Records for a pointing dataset
⁂

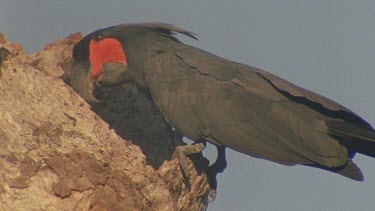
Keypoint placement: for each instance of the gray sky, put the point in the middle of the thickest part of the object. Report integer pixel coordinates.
(325, 46)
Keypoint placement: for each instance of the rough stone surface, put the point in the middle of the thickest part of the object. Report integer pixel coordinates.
(56, 154)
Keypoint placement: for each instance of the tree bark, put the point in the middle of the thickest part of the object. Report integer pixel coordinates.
(57, 154)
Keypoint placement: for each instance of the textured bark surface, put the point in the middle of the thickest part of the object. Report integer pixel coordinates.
(57, 154)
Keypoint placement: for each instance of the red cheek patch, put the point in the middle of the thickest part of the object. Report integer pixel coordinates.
(103, 51)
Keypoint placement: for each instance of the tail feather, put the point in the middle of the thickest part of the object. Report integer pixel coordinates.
(349, 170)
(355, 138)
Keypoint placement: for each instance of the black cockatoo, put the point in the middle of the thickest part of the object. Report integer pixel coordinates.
(209, 98)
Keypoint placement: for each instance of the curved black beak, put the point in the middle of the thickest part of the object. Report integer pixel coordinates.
(82, 82)
(114, 74)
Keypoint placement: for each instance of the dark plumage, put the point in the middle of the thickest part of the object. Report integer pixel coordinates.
(231, 104)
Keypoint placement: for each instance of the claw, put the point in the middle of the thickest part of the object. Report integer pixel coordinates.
(182, 152)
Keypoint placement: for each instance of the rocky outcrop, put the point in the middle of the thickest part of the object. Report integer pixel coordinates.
(57, 154)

⁂

» **INSTRUCTION**:
Return every line above word for word, omitting the picture.

» **EXERCISE ANSWER**:
Keypoint placement: for each instance of the gray sky, put the point in the middle of the thickest part of the object. Report integer pixel coordinates.
(325, 46)
Keypoint placement: for each instance of the rough stone surface, put the point in the middle of the thickest part of the object. Report integer pixel coordinates.
(56, 154)
Keypoint placement: for each instance of the tree bark, put the point in the middle of the thickest part of the object. Report integer pixel coordinates.
(57, 154)
Keypoint placement: for each instance of the textured bark surface, put the point in the middle of the thickest part of the object. Report integer pixel coordinates.
(57, 154)
Keypoint placement: for each instance of the red cheek patch, put the point in the middle of the thickest part of the object. Report integer pixel coordinates.
(103, 51)
Keypoint placement: for each instance of the tail feather, put the point in the middle of the thickest part of the object. Report integer pixel coordinates.
(349, 170)
(355, 138)
Keypoint placement: for each instance of the black cockatoo, put the point in the middle of the thickest part of the object. Report integer pixel coordinates.
(209, 98)
Keypoint placement: for each instance of the curved black beak, put the point in the middle of the thickest part of the object. Report integer pixel coordinates.
(82, 82)
(114, 74)
Keypoint placement: for each instance of the dark plumage, put the point in the middle of the thickest part of the object. Report integer pixel coordinates.
(231, 104)
Keypoint placement: for each instance of the claw, put the point in the middle of the thickest part of the object. Report integer pixel coordinates.
(182, 152)
Keypoint placement: for each instance of the rocky outcrop, put the point in the middle of the thickest part of the object. Report integer pixel coordinates.
(57, 154)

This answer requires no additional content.